Materials provided:
··········

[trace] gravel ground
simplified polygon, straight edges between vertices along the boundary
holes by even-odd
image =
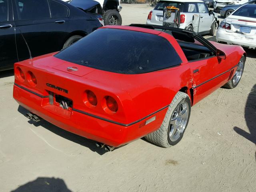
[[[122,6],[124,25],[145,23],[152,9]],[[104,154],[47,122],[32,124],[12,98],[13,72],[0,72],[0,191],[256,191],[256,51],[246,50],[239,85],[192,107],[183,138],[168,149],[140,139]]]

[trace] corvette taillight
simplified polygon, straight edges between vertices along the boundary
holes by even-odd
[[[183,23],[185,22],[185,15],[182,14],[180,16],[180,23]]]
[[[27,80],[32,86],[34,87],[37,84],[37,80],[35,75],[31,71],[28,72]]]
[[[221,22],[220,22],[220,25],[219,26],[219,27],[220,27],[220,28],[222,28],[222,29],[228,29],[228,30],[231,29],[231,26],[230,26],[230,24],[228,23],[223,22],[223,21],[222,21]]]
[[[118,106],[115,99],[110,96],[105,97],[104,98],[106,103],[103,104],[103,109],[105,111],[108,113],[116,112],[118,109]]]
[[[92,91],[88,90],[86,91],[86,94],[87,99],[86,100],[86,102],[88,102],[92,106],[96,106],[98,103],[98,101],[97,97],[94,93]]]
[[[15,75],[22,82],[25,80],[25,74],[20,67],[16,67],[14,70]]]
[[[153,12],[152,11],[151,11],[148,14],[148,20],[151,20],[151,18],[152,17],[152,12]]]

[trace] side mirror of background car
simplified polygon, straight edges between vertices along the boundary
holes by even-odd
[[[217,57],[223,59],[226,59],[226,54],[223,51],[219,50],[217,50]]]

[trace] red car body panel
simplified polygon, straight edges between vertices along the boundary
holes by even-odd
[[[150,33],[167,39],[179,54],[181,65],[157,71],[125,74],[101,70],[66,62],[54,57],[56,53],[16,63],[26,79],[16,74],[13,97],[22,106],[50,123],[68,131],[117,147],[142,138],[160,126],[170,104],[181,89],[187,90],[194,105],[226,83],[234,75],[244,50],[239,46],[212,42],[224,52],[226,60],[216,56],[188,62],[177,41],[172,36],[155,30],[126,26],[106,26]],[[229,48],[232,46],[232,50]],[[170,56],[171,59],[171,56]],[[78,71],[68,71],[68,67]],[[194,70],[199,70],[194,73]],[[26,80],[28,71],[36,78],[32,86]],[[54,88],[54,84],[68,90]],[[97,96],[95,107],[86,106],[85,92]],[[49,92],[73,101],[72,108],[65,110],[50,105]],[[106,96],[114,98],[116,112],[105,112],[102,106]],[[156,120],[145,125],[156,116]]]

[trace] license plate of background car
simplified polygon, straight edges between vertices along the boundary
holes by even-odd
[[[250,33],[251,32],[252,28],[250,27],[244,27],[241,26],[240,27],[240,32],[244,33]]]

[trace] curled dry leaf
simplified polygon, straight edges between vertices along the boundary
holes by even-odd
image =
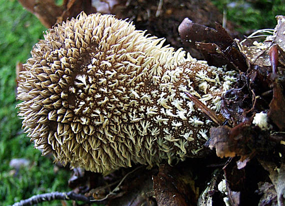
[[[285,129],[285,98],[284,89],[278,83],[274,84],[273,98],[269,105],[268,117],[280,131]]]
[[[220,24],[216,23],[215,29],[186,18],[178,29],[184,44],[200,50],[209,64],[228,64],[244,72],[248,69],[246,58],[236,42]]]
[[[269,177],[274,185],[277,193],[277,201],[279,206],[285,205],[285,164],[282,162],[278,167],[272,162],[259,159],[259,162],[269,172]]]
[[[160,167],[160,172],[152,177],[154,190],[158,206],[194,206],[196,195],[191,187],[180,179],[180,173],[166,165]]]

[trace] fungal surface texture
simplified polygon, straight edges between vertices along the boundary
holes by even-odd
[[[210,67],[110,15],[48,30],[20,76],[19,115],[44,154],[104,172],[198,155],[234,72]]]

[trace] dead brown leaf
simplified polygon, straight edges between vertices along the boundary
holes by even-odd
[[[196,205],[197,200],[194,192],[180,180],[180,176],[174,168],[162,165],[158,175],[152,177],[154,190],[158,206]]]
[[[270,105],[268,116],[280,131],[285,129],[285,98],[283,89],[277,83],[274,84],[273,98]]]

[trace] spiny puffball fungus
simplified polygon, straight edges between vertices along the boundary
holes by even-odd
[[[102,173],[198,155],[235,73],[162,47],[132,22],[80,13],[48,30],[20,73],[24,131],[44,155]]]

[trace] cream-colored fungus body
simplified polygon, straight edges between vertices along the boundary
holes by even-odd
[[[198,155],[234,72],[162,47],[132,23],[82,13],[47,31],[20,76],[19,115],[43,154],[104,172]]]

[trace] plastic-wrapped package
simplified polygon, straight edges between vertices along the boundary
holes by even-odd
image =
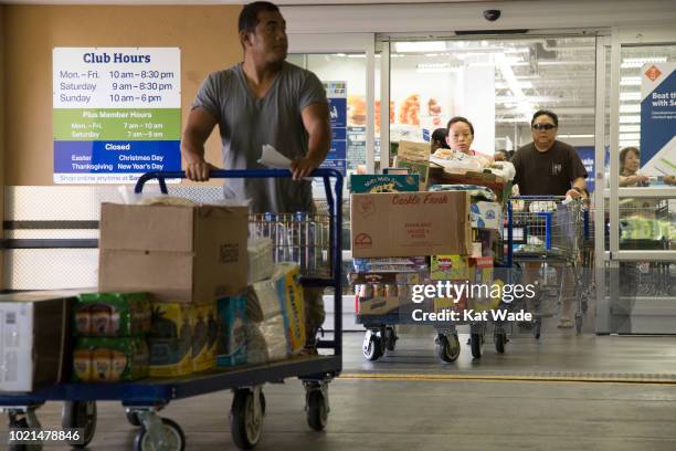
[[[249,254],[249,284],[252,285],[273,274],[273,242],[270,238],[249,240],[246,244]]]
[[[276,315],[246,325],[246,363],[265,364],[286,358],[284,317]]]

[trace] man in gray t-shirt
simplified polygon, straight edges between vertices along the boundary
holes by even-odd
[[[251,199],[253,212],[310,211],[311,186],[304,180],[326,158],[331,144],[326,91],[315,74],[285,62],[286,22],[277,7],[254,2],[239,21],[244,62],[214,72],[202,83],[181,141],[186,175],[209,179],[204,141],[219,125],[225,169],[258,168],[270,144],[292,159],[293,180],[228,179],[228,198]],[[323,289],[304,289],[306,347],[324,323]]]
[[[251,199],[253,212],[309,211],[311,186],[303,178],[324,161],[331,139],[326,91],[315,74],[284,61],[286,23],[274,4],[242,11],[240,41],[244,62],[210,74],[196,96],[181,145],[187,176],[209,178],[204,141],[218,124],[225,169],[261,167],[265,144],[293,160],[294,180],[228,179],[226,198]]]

··········

Exercise: Print all of the entries above again with every line unchanged, leaving out the pictures.

Exercise answer:
[trace] gravel ground
simplified polygon, straight edges between vertices along the boundary
holes by even-odd
image =
[[[122,6],[124,25],[145,23],[152,9]],[[104,154],[47,122],[32,124],[12,98],[13,72],[0,72],[0,191],[256,191],[256,51],[246,50],[239,85],[192,107],[183,138],[168,149],[140,139]]]

[trace] corvette taillight
simplified polygon, straight edges between vertices along the boundary
holes by even-odd
[[[183,23],[185,22],[185,15],[182,14],[180,16],[180,23]]]
[[[27,80],[32,86],[34,87],[37,84],[37,80],[35,75],[31,71],[28,72]]]
[[[221,22],[220,22],[220,25],[219,26],[219,27],[220,27],[220,28],[222,28],[222,29],[228,29],[228,30],[231,29],[231,26],[230,26],[230,24],[228,23],[223,22],[223,21],[222,21]]]
[[[118,106],[115,99],[110,96],[105,97],[104,98],[106,103],[103,104],[103,109],[105,111],[108,113],[116,112],[118,109]]]
[[[92,91],[88,90],[86,91],[86,94],[87,99],[86,100],[86,102],[88,102],[92,106],[96,106],[98,103],[98,101],[97,97],[94,93]]]
[[[15,75],[22,82],[25,80],[25,74],[20,67],[16,67],[14,70]]]
[[[153,12],[152,11],[151,11],[148,14],[148,20],[151,20],[151,18],[152,17],[152,12]]]

[trace] side mirror of background car
simplified polygon, straight edges between vertices along the boundary
holes by even-odd
[[[217,57],[223,59],[226,59],[226,54],[223,51],[219,50],[217,50]]]

[trace] red car body panel
simplified polygon, straight edges between vertices along the boundary
holes by even-odd
[[[150,33],[167,39],[179,54],[181,65],[157,71],[125,74],[101,70],[66,62],[54,57],[56,53],[16,63],[26,79],[16,74],[13,97],[22,106],[50,123],[68,131],[117,147],[142,138],[160,126],[170,104],[181,89],[187,90],[194,105],[226,83],[234,75],[244,50],[239,46],[212,42],[224,52],[226,60],[216,56],[188,62],[177,41],[172,36],[155,30],[126,26],[106,26]],[[229,48],[232,46],[232,50]],[[170,56],[171,59],[171,56]],[[78,71],[68,71],[68,67]],[[194,70],[199,70],[194,73]],[[26,80],[28,71],[36,78],[32,86]],[[54,88],[54,84],[68,90]],[[97,96],[95,107],[86,106],[85,92]],[[49,92],[73,101],[72,108],[65,110],[50,105]],[[106,96],[114,98],[116,112],[105,112],[102,106]],[[156,120],[145,125],[156,116]]]

[trace] license plate of background car
simplified polygon, straight edges between vertices along the boundary
holes by even-odd
[[[250,33],[251,32],[252,28],[250,27],[244,27],[241,26],[240,27],[240,32],[244,33]]]

[trace] curled dry leaf
simplified polygon, straight edges between vertices along the boundary
holes by even-odd
image =
[[[285,129],[285,98],[284,89],[278,83],[274,84],[273,98],[269,105],[268,117],[280,131]]]
[[[220,24],[216,23],[215,29],[186,18],[178,29],[184,44],[200,50],[209,64],[228,64],[244,72],[248,69],[246,58],[236,42]]]
[[[269,177],[274,185],[277,193],[277,201],[279,206],[285,205],[285,164],[282,162],[278,167],[272,162],[259,159],[259,162],[269,172]]]
[[[160,167],[160,172],[152,177],[154,190],[158,206],[194,206],[196,195],[191,187],[180,179],[180,173],[166,165]]]

[trace] fungal surface texture
simplified polygon, straight edges between vertices along the boundary
holes by even-odd
[[[210,67],[110,15],[48,30],[20,76],[19,115],[44,154],[104,172],[198,155],[234,72]]]

[trace] dead brown leaf
simplified polygon, straight edges between vertices along the boundary
holes by even-odd
[[[196,205],[197,200],[194,192],[180,180],[180,176],[174,168],[162,165],[158,175],[152,177],[154,190],[158,206]]]
[[[270,105],[268,116],[280,131],[285,129],[285,98],[283,89],[277,83],[274,84],[273,98]]]

[trace] spiny puffball fungus
simplified polygon, straight edges between vertices along the boundary
holes by even-odd
[[[102,173],[198,155],[235,73],[162,47],[132,22],[80,13],[48,30],[20,73],[24,131],[44,155]]]

[trace] cream-colored fungus body
simplified polygon, straight edges between vertices along the boundary
holes by even-odd
[[[198,155],[234,72],[162,47],[132,23],[82,13],[47,31],[20,76],[19,115],[43,154],[104,172]]]

[trace] plastic-wrapped package
simplified polygon, straight edges between vertices along the boundary
holes by even-odd
image =
[[[249,254],[249,284],[252,285],[273,274],[273,242],[270,238],[249,240],[246,244]]]
[[[276,315],[246,325],[246,363],[265,364],[286,358],[284,317]]]

[trace] man in gray t-shirt
simplified polygon, straight edges between vertices along the boundary
holes by even-odd
[[[251,199],[253,212],[310,211],[311,186],[304,180],[326,158],[331,144],[326,91],[315,74],[285,62],[286,22],[277,7],[254,2],[239,21],[244,62],[214,72],[202,83],[181,141],[186,175],[209,179],[204,141],[219,125],[225,169],[258,168],[270,144],[292,159],[293,180],[228,179],[228,198]],[[323,289],[304,289],[306,347],[324,323]]]
[[[251,199],[253,212],[309,211],[311,186],[303,178],[324,161],[331,139],[326,91],[315,74],[284,61],[286,23],[274,4],[242,11],[240,41],[244,62],[210,74],[196,96],[181,145],[187,176],[209,178],[204,141],[218,124],[225,169],[261,167],[265,144],[293,160],[294,180],[228,179],[226,198]]]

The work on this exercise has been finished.